*TAREFA*:
Você consegue retomar o texto sobre a crise da Ancine e dar continuidade a ele logo após a última frase apresentada?

*TEXTO DA PÁGINA*:
╭──
Jornalista e doutora em sociologia da cultura pela Unicamp

Em entrevista ao programa Conversa com Bial na última quarta-feira, Luiz Carlos Barreto, provavelmente o mais longevo produtor de cinema em atividade no país, tirou parcialmente da conta do governo federal a crise que atinge a política audiovisual.

Segundo ele, apesar de Jair Bolsonaro ter um projeto de destruição da produção cultural brasileira, a Ancine, Agência Nacional do Cinema, já andava trôpega antes de ele assumir a presidência.

Barreto tem 93 anos e estreou no set fotografando “Vidas Secas”, de 1963. Como produtor, esteve à frente de dezenas de obras, entre elas, “Dona Flor e Seus Dois Maridos”, de 1976 —por três décadas recordista nacional de bilheteria— “O Quatrilho” e “O Que É Isso Companheiro”, indicados ao Oscar, e da cinebiografia “Lula, o Filho do Brasil”, de 2009.

mulher de braços dados com dois homens
Os atores Mauro Mendonça, Sônia Braga e José Wilker em cena do filme "Dona Flor e Seus Dois Maridos", produzido por Luiz Carlos Barreto - Reprodução

Além de filmes, Barreto sempre fez política. Foi, inclusive, um dos artífices da criação da Ancine, 20 anos atrás.

“Quando o governo Bolsonaro assumiu, a Ancine já estava semiparalisada. O governo Bolsonaro encontrou um prato feito. Ele só entrou com a sobremesa”, disse, nominando a gestão de Sérgio Sá Leitão à frente do Ministério da Cultura no governo Michel Temer. Leitão é hoje secretário de Cultura e Economia Criativa do governo de São Paulo.

A fala de Barreto coincide com a divulgação dos relatórios de gestão do Fundo Setorial do Audiovisual nos últimos três anos. O FSA concentra os recursos destinados à realização de filmes e séries no país que, nos últimos dois anos, vinham sendo liberados a conta-gotas.
╰──
Linhas do conjunto de dados
╭──
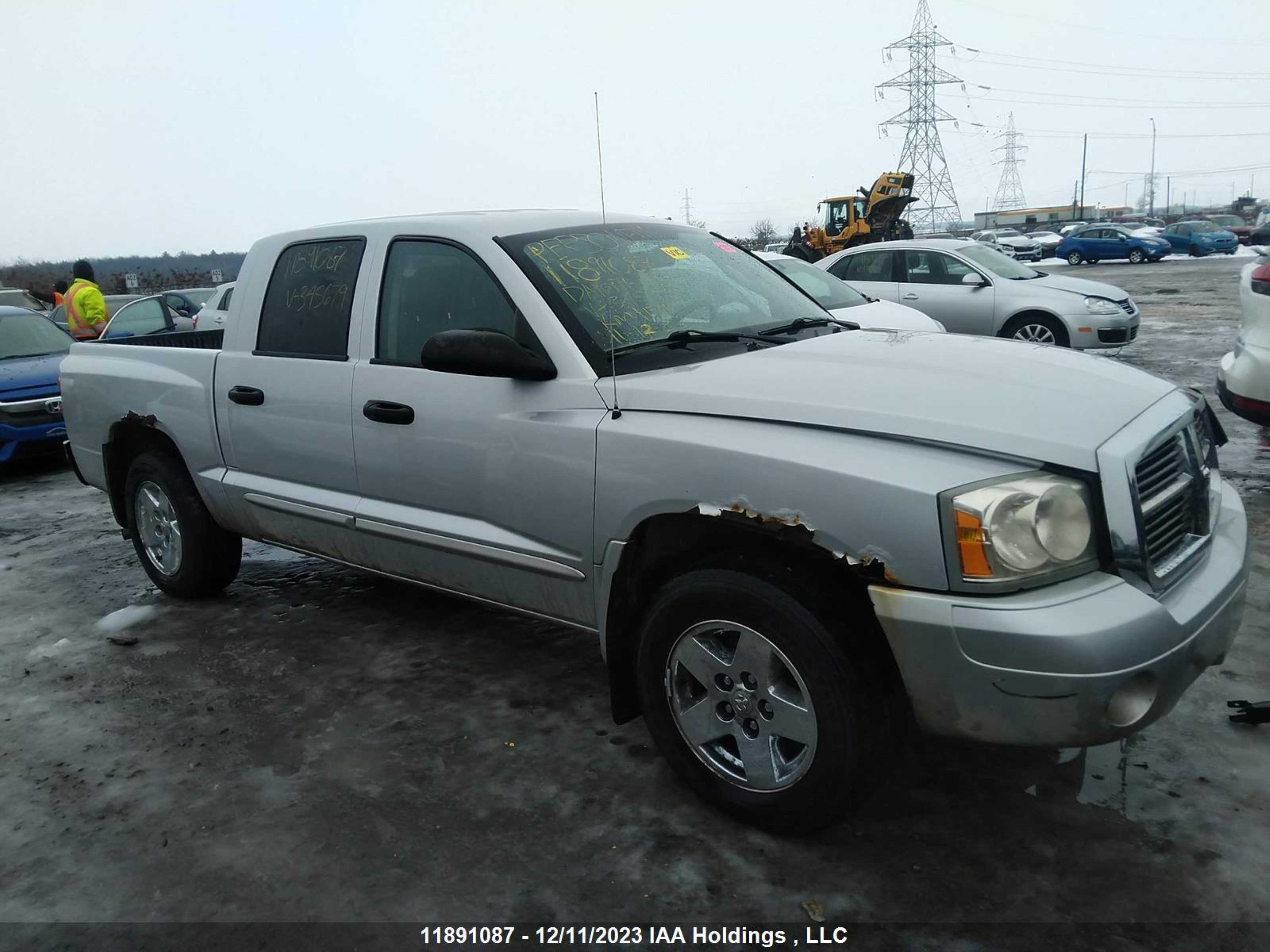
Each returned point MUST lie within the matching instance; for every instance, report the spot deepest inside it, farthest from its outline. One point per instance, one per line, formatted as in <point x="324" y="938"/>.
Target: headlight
<point x="1102" y="305"/>
<point x="1023" y="527"/>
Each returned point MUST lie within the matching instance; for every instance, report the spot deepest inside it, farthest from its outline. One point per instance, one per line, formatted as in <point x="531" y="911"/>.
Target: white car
<point x="1244" y="376"/>
<point x="972" y="289"/>
<point x="1010" y="242"/>
<point x="844" y="301"/>
<point x="211" y="315"/>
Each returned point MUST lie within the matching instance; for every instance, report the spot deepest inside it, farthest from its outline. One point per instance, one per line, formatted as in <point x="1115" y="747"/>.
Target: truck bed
<point x="195" y="340"/>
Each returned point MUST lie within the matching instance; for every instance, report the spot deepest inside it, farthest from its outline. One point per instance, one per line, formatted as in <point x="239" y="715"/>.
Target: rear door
<point x="479" y="486"/>
<point x="870" y="272"/>
<point x="284" y="392"/>
<point x="933" y="285"/>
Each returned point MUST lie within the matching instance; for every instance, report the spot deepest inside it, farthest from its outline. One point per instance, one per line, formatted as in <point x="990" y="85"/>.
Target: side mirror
╰──
*RESPOSTA DO EXERCÍCIO*:
A falta de diálogo com a Ancine fez com que, em 2020, vários produtores impetrassem uma centena de mandados de segurança para tentar ter seus projetos do FSA analisados, e o Ministério Público Federal abriu uma ação por improbidade administrativa contra os diretores da agência para apurar a paralisia do setor.

Os relatórios indicam, no entanto, que o fundo estava passando por um processo de ajuste financeiro e orçamentário. Essa tese foi referendada na semana passada pelo Comitê Gestor do FSA, composto por representantes do setor e do governo.

Os documentos, que somam mais de 600 páginas, apontam que o delicado equilíbrio do fundo se rompeu de vez em 2018. Nesse ano, foi lançado, por Leitão e Christian Castro, então diretor-presidente da Ancine, o programa #AudiovisualGeraFuturo, que previa linhas de apoio no valor de R$ 1,2 bilhão.

Num comunicado, a Ancine afirma que não havia “lastro financeiro” para o programa e que, além disso, o volume de projetos recebidos mostrou-se incompatível com a capacidade operacional da agência. Segundo a nota, as 974 propostas selecionadas em 2018 representaram um aumento de 167% na média anual histórica.

Cabe lembrar que esse conjunto de editais foi citado também no acórdão do Tribunal de Contas da União, que em abril de 2019 alertou para o risco de colapso na política de fomento. À altura, o órgão de controle problematizou o sistema de prestações de contas, tido como falho e lento.

Na última sexta-feira, a Ancine anunciou que, após os ajustes, o FSA conta com R$ 400 milhões para novos investimentos em 2021 e que 65% do passivo de projetos em análise –alguns deles em trâmite desde 2016– está resolvido.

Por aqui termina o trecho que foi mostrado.